Copy every line of the listing below word for word, in the same order.

## Dataset content
---------------

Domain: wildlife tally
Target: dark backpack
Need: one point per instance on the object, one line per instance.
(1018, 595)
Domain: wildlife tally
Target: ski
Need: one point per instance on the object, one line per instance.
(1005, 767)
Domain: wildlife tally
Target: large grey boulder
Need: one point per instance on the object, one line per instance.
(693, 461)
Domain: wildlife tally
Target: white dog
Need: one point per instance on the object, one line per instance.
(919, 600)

---------------

## Reply
Domain: wildlife tally
Target: dark backpack
Need: one point per instance on the object, one line per instance.
(1018, 595)
Domain: wildlife tally
Target: ski
Need: one point per instance on the object, one line per instance.
(1005, 767)
Domain: wildlife tally
Target: large grey boulder
Need: one point per instance on the object, one line per instance.
(693, 461)
Domain: wildlife tally
Target: white dog
Need: one point per instance on the object, one line per instance.
(919, 600)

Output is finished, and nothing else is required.